Assignment 1: In the interview transcript, what share of American adults will qualify as obese by 2030, according to the new Institute of Medicine study?
Assignment 2: Please retype the interview transcript between "Add in the overweight" and "it that way?", inclusive.
Assignment 3: List every documentary title named in the interview transcript.

Source passage:
* * * * *

You're listening to SCIENCE FRIDAY. I'm Ira Flatow. You heard the statistics before: Americans are getting fatter and fatter with each passing year, and the trend isn't about to end. According to a new study out this week from the Institute of Medicine, by the year 2030, more than 40 percent of American adults will qualify as obese.

Add in the overweight folks, and that accounts for somewhere around 68 percent of Americans. More than two-thirds of us are carrying around extra pounds, taxing our hearts, our livers, our health care system and passing those bad habits on to our kids. So what is it going to take for us to slim down?

That's one of the questions asked in a new documentary series called "The Weight of the Nation." It will air on HBO starting next week. John Hoffman, vice president of HBO Documentary Films and the executive producer of "The Weight of The Nation" is here with us at our New York studios. Thank you for taking time to be with us today.

JOHN HOFFMAN: Glad to be here.

FLATOW: Why HBO, an entertainment channel, tackling such a heavy issue, if I might put it that way?

HOFFMAN: Well, starting in 2007, when we aired "Addiction," which was a co-presentation with the National Institutes of Health, and then we followed that with "The Alzheimer's Project" in 2009, also with the NIH, I - we tried to really establish ourselves as a place to really inform Americans about issues that are really important to their health and the health of the nation.

And we are going against our model, being an entertainment company, and we're also going against our model when we're making this content available however we can, wherever we can, on all platforms. And it really - it's corporate citizenship at its best, when we're really using this invitation into 30 million homes to tell people important things about their health.

FLATOW: And you think you can succeed where everybody else has failed over the years in getting Americans to change their habits, their diets, whatever?

HOFFMAN: I don't know if it's - succeeding is really something that we are aspiring to, so much as sending up as many flares as possible and really igniting a conversation. It's going to take a long time to turn this around. It was rapid changes over 30 years. But I think to undo these tremendous changes in the culture that really in many ways play to our most basic pleasures in terms of responding to sugar, fat and salt, and also being leisurely when we can to conserve energy. We have really advanced the technologies that enable us to live this way, and to ask people to go back is not something that we're going to do.

We're going to have to think our way out of this in creative ways.

FLATOW: And you were - you got some great names, I mean, very big-time scientific names in here, including the Institute of Medicine, correct? Probably the most respected place in all of America for doing science.

HOFFMAN: Well, we went to the IOM at the beginning of this when we really realized that it's not going to be solved, obesity is not going to be solved by simple changes in the - I shouldn't say it that way. Really it's not going to be solved by the changes that are going to be discovered in the laboratory.

It's really going to be changes that happen in society, and the IOM has been looking at this for the past 10 years, and when they release a report, the ground shifts, and we recognized, and we saw that in the literature. And so we went to the IOM. We went to the NIH, went to CDC, and we brought them all together to really make this concerted effort.

FLATOW: And did you get any cooperation of the food companies themselves?

* * * * *

Data supplied:
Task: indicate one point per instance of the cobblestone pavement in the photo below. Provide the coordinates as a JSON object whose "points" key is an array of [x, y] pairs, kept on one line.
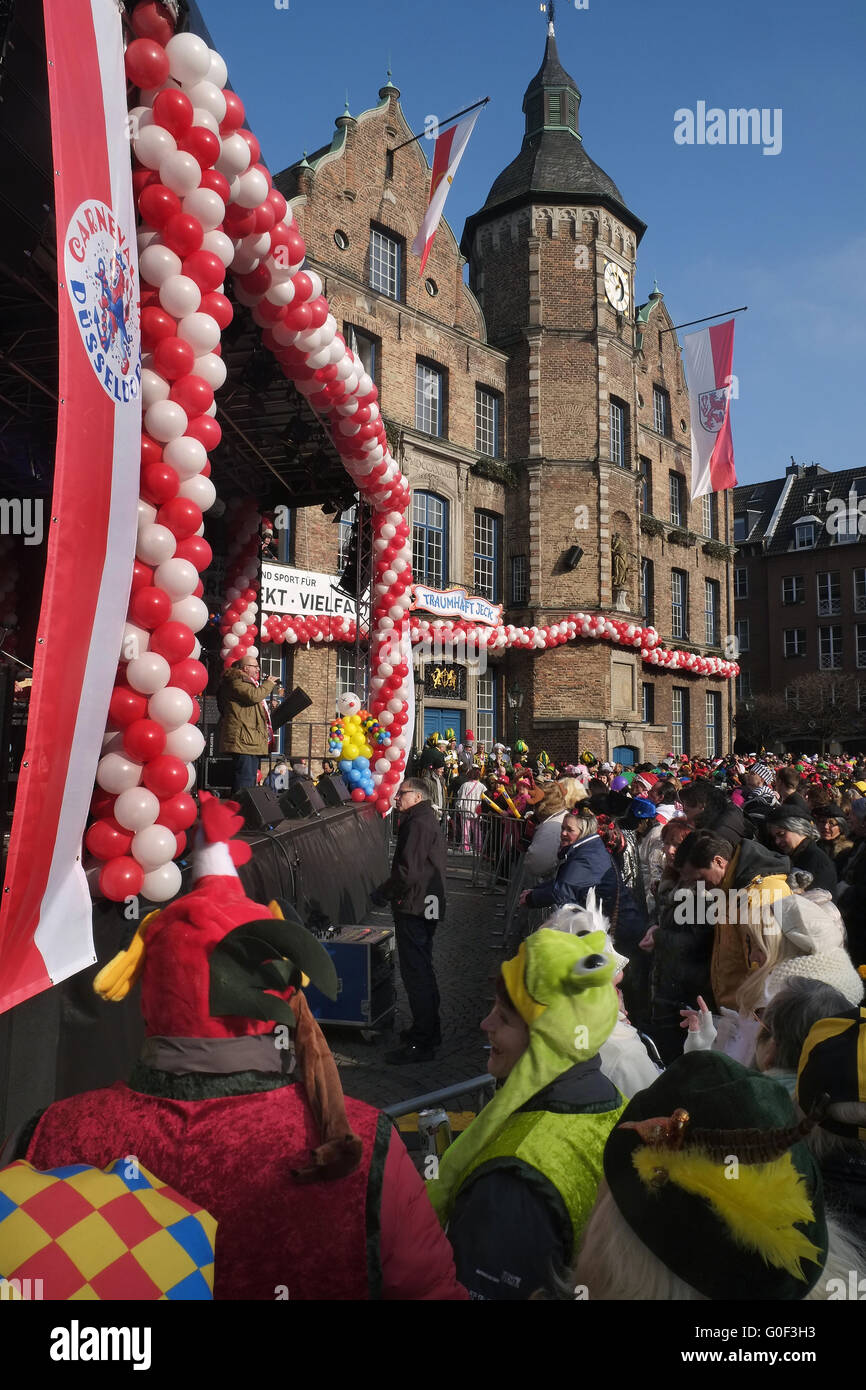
{"points": [[466, 957]]}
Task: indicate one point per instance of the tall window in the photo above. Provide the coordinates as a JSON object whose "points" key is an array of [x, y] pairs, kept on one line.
{"points": [[430, 395], [713, 723], [679, 619], [520, 580], [487, 556], [648, 704], [679, 719], [794, 588], [430, 540], [711, 610], [485, 717], [619, 431], [660, 410], [645, 485], [487, 423], [830, 648], [708, 513], [676, 498], [385, 264], [647, 587], [829, 594]]}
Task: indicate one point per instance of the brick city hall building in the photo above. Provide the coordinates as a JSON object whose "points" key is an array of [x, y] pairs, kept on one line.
{"points": [[538, 414]]}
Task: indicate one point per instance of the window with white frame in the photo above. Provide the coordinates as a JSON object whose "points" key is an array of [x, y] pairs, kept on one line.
{"points": [[830, 648], [428, 398], [385, 264], [485, 716], [487, 423], [713, 723], [485, 556], [829, 594], [794, 588]]}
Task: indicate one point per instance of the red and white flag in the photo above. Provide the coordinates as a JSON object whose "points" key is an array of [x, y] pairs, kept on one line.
{"points": [[46, 913], [709, 359], [446, 156]]}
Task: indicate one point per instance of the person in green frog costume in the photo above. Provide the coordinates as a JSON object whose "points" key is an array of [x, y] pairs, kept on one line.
{"points": [[516, 1189]]}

* * * * *

Result 1: More than 40 percent.

Result 2:
Add in the overweight folks, and that accounts for somewhere around 68 percent of Americans. More than two-thirds of us are carrying around extra pounds, taxing our hearts, our livers, our health care system and passing those bad habits on to our kids. So what is it going to take for us to slim down?

That's one of the questions asked in a new documentary series called "The Weight of the Nation." It will air on HBO starting next week. John Hoffman, vice president of HBO Documentary Films and the executive producer of "The Weight of The Nation" is here with us at our New York studios. Thank you for taking time to be with us today.

JOHN HOFFMAN: Glad to be here.

FLATOW: Why HBO, an entertainment channel, tackling such a heavy issue, if I might put it that way?

Result 3:
- "The Weight of the Nation"
- "Addiction"
- "The Alzheimer's Project"